WHAT YOU HAVE TO DO: Copy the records below, replacing each "single point" with "single dot" and keeping everything else the same.

EXERCISE DATA:

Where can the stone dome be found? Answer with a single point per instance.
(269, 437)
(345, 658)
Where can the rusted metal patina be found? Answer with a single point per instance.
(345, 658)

EXPECTED OUTPUT:
Where can the stone dome be found? Answer with a single dot per instance.
(269, 437)
(345, 658)
Where can the rusted metal patina be found? Answer with a single dot per instance.
(345, 658)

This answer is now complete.